• [INSTRUÇÕES E REQUISITOS]:
Reescreva o trecho sobre a lei de comunicação do Equador começando em "Lei de comunicação" e seguindo até "da norma apresenta.", com "méritos" no lugar de "acertos".

• [TRECHO]:
Lei de comunicação no Equador: o rosto de uma lei mais democrática
by Digital Rights LAC on julho 17, 2013
A nova lei, que se junta às regulações da matéria em questão existentes na região, conta com alguns acertos, mas tem recebido numerosas críticas por parte da sociedade civil e de organismos internacionais especializados. Possíveis problemas e oportunidades que a futura regulamentação da norma apresenta.
Por Analía Lavin, Asociación para el Progreso de las Comunicaciones (APC).
Até pouco tempo, a regulação em matéria de comunicação em vários países da América Latina e do Caribe se apoiava em uma visão obsoleta dos meios de comunicação, e em muitos casos se ignoravam ou se tratavam superficialmente as mudanças tecnológicas (e, portanto, sociais) vividas pelos nossos países nos últimos anos. Frente a essa conjuntura, o tema adquiriu relevância nas agendas de vários governos; países como Colômbia, Brasil, Argentina, Uruguai e Bolívia propuseram diferentes legislações a esse respeito. Recentemente, o Equador se somou à lista, depois que, no mês de junho, a Assembleia aprovou e o presidente ratificou uma nova Lei Orgânica de Comunicação.
A poucas horas de sua aprovação, vozes críticas se fizeram ouvir tanto em âmbito nacional, quanto em âmbito internacional. As preocupações se focaram, entre outros fatores, na inclusão de figuras como o “linchamento midiático” (entendido pela lei como a difusão de informação destinada a desprestigiar uma pessoa ou uma instituição), que implica limites à investigação de casos de corrupção e que compromete a difusão de informação de interesse público; o desenho institucional que criará dois organismos (a Superintendência de Informação e Comunicação e o Conselho de Regulação e Desenvolvimento de Informação e Comunicação) presidido por um delegado do Executivo que não outorga garantias para uma operação independente desse poder; e a definição de meios públicos como “oficiais”, que enfraquece a possibilidade de desenvolvimento de um real projeto de meios públicos não governamentais.

• [MATERIAL FORNECIDO]:
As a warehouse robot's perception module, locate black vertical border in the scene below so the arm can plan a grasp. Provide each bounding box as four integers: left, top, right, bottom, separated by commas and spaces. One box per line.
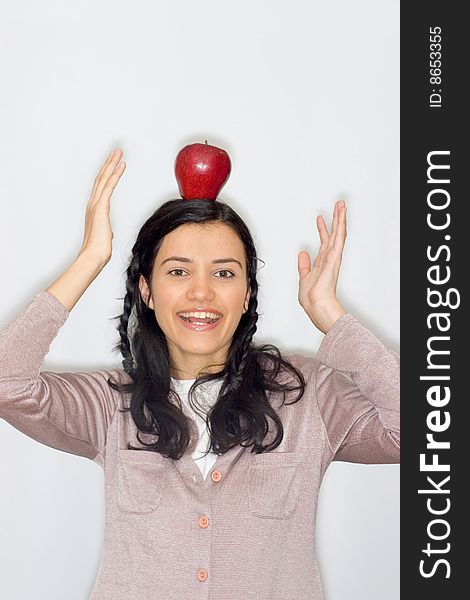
400, 1, 470, 600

• [RESULTADO DA TAREFA]:
Lei de comunicação no Equador: o rosto de uma lei mais democrática
by Digital Rights LAC on julho 17, 2013
A nova lei, que se junta às regulações da matéria em questão existentes na região, conta com alguns méritos, mas tem recebido numerosas críticas por parte da sociedade civil e de organismos internacionais especializados. Possíveis problemas e oportunidades que a futura regulamentação da norma apresenta.